■ Work item
Can you quote the records below in full, word for word?

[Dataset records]
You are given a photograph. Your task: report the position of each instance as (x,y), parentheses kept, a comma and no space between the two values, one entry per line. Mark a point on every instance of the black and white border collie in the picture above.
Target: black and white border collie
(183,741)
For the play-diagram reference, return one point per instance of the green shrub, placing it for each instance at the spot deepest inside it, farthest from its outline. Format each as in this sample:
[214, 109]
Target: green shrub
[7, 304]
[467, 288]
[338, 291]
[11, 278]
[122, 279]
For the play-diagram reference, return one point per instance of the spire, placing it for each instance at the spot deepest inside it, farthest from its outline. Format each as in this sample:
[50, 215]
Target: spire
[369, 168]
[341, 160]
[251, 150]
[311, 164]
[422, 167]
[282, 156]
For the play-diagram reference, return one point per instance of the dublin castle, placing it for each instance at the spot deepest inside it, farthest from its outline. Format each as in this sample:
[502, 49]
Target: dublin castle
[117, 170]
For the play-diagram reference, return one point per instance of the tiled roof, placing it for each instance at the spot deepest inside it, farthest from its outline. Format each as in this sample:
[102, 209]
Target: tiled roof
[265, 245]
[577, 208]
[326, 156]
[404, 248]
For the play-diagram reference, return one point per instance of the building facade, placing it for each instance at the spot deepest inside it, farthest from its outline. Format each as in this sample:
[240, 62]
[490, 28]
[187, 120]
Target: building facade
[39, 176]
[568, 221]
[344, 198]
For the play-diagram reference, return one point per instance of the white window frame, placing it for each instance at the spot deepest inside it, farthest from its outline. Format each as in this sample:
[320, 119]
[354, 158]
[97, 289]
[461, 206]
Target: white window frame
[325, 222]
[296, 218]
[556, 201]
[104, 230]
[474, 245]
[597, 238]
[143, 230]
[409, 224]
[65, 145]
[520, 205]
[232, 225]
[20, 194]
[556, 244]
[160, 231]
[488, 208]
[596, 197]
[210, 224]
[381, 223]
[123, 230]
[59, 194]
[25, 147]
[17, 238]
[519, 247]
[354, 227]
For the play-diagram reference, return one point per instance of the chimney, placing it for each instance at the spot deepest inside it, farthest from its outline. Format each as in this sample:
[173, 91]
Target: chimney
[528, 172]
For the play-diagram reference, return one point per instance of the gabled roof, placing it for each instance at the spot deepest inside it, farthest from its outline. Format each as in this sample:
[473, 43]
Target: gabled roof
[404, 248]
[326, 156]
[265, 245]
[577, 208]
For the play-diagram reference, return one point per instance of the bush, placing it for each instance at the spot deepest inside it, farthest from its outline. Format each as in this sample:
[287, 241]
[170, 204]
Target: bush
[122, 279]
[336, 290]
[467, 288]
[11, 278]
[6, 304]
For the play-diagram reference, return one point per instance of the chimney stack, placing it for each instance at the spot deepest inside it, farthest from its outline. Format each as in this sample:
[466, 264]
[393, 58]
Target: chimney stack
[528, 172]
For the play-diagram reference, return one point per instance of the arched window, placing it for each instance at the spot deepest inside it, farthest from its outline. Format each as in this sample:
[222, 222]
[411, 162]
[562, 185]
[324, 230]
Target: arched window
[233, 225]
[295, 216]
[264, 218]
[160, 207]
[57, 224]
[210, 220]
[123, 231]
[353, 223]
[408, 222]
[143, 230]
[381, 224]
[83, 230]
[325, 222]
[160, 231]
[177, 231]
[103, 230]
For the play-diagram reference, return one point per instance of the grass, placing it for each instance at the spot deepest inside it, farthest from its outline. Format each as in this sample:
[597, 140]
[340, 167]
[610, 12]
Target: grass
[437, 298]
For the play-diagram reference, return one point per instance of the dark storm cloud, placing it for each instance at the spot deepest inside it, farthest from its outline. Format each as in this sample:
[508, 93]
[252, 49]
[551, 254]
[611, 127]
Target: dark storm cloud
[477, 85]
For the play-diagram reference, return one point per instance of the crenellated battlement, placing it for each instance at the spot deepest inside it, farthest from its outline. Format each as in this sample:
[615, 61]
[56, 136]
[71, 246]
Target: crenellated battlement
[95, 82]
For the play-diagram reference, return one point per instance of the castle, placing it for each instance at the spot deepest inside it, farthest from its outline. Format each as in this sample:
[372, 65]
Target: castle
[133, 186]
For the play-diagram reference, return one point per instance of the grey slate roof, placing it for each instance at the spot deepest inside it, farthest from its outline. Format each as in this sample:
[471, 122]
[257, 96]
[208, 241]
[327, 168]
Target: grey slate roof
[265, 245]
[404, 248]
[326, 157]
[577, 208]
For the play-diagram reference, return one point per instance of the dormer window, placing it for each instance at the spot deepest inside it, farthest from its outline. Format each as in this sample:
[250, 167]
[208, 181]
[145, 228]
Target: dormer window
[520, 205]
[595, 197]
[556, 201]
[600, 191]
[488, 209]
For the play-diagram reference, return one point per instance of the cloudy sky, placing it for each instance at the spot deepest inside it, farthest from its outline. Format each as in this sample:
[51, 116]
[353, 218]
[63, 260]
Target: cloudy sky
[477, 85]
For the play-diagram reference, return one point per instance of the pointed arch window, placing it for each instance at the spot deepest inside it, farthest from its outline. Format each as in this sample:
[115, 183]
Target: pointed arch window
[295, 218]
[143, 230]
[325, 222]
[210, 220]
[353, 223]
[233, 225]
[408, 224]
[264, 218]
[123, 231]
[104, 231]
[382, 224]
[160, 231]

■ Completed exercise
You are given a photograph. Your task: report the position of each instance as (x,y), parentheses kept, a comma and no space between the two values, one entry per line. Mark a point on every instance of the black and white border collie in the picture above.
Target: black and white border collie
(183,741)
For the play-diagram reference, return one point per instance of the green shrub, placing it for each instance at the spot deepest inside it, farthest from its outline. Format each as in this sample:
[214, 109]
Target: green shrub
[7, 304]
[467, 288]
[338, 291]
[11, 278]
[122, 279]
For the play-diagram reference, return one point per instance of the spire, placing it for each instance at the spot deepest inside it, farthest from its outline. Format each as in this sample:
[50, 215]
Target: spire
[369, 168]
[341, 160]
[251, 150]
[311, 164]
[422, 167]
[282, 156]
For the play-diagram reference, return one point per instance of the dublin castle, placing it for each instance at the spot deepest inside it, farthest from its outline. Format each as in this sample:
[502, 49]
Target: dublin castle
[117, 170]
For the play-diagram reference, return one point per instance of the tiled roof, placing it for each instance at the spot deepest inside it, farthest from its outline. Format each as in this sample:
[102, 209]
Target: tiled roof
[265, 245]
[577, 208]
[326, 156]
[404, 248]
For the play-diagram reference, return one point per instance of the building facade, placing it for each instance at the spot deepest inside it, farthest from its outline. Format each as in this sample:
[240, 62]
[490, 28]
[187, 120]
Target: building facade
[39, 176]
[568, 221]
[344, 198]
For the play-diagram reference, return one point per instance of the white window frame, placing it for each instance at the spot deepest inside it, farthest from its outline. Format each as in this sample:
[320, 119]
[354, 158]
[97, 289]
[461, 206]
Target: white window frame
[325, 222]
[296, 218]
[556, 201]
[104, 230]
[474, 245]
[597, 238]
[143, 230]
[409, 224]
[65, 145]
[520, 205]
[232, 225]
[20, 194]
[556, 244]
[160, 231]
[488, 208]
[596, 197]
[210, 224]
[381, 223]
[123, 230]
[59, 194]
[25, 147]
[17, 238]
[519, 247]
[354, 227]
For the play-diagram reference, return one point per instance of the chimney, placing it for each instance at the spot deepest inside it, farthest from its outline. Format each as in this sample:
[173, 91]
Target: chimney
[528, 172]
For the play-diagram reference, return one point per instance of the gabled roof, placing it for each instance at the spot deepest inside it, farthest from its outline. Format each as in this sample:
[473, 43]
Target: gabled roof
[404, 248]
[326, 156]
[265, 245]
[577, 208]
For the play-diagram reference, return one point per instance of the bush, placing it for each instance at the spot deepest inside it, farthest from its outline. Format each as in this sample:
[287, 241]
[170, 204]
Target: bush
[122, 279]
[336, 290]
[467, 288]
[11, 278]
[6, 304]
For the play-diagram reference, return one point per instance of the chimney stack, placing it for each instance at the spot deepest inside it, farthest from its outline. Format each as in this sample:
[466, 264]
[393, 58]
Target: chimney stack
[528, 172]
For the play-diagram reference, return one point per instance of the arched window, placing it for each instance at the spot deepest inside it, farthest from its outline. Format each as in this sample:
[222, 222]
[411, 162]
[562, 185]
[324, 230]
Target: arched window
[233, 225]
[295, 216]
[264, 218]
[160, 207]
[57, 224]
[210, 220]
[123, 231]
[353, 223]
[408, 222]
[143, 230]
[381, 224]
[83, 230]
[325, 222]
[160, 231]
[177, 231]
[103, 230]
For the play-diagram reference, return one point per instance of the grass, placing it for each instance at the spot deepest inside it, farthest from its outline. Format each as in this sample:
[597, 140]
[340, 167]
[610, 12]
Target: grass
[437, 298]
For the play-diagram reference, return one point per instance of the dark storm cloud, placing it for each instance at the spot deepest inside it, farthest from its outline. Format each as in this sample:
[508, 93]
[252, 49]
[551, 254]
[611, 127]
Target: dark storm cloud
[477, 85]
For the play-diagram reference, return one point per instance of the crenellated battlement, placing it for each instance at the spot deepest inside it, farthest from its outline. Format each as in this sample:
[615, 61]
[56, 136]
[71, 246]
Target: crenellated battlement
[95, 82]
For the play-diagram reference, return one point per instance of the castle, placing it for each instance at the spot deepest inside it, farthest from its outline. Format each as in this sample:
[372, 65]
Target: castle
[133, 186]
For the play-diagram reference, return one point per instance of the grey slate roof, placing it for each instance at the spot deepest inside it, farthest from its outline. Format each as in this sample:
[471, 122]
[257, 96]
[208, 241]
[327, 168]
Target: grey slate roof
[265, 245]
[404, 248]
[326, 157]
[577, 208]
For the play-diagram reference, return one point per instance of the dormer window, placing it for each instance at the spot deepest inside it, farthest from its outline. Format each as in this sample:
[250, 167]
[208, 181]
[145, 228]
Target: dormer window
[520, 205]
[595, 197]
[556, 201]
[600, 191]
[488, 209]
For the play-diagram reference, return one point per instance of the cloudy sky, placing it for each instance at the spot deepest inside it, farthest from its outline. Format each as in this sample:
[51, 116]
[353, 218]
[63, 260]
Target: cloudy sky
[477, 85]
For the play-diagram reference, return one point per instance of the pointed arch window, placing it for each instance at the spot deepest inside it, farthest from its outline. Format each as in this sample:
[115, 183]
Target: pointed arch window
[295, 218]
[143, 230]
[325, 222]
[210, 220]
[353, 223]
[233, 225]
[408, 224]
[264, 218]
[123, 231]
[104, 231]
[382, 224]
[160, 231]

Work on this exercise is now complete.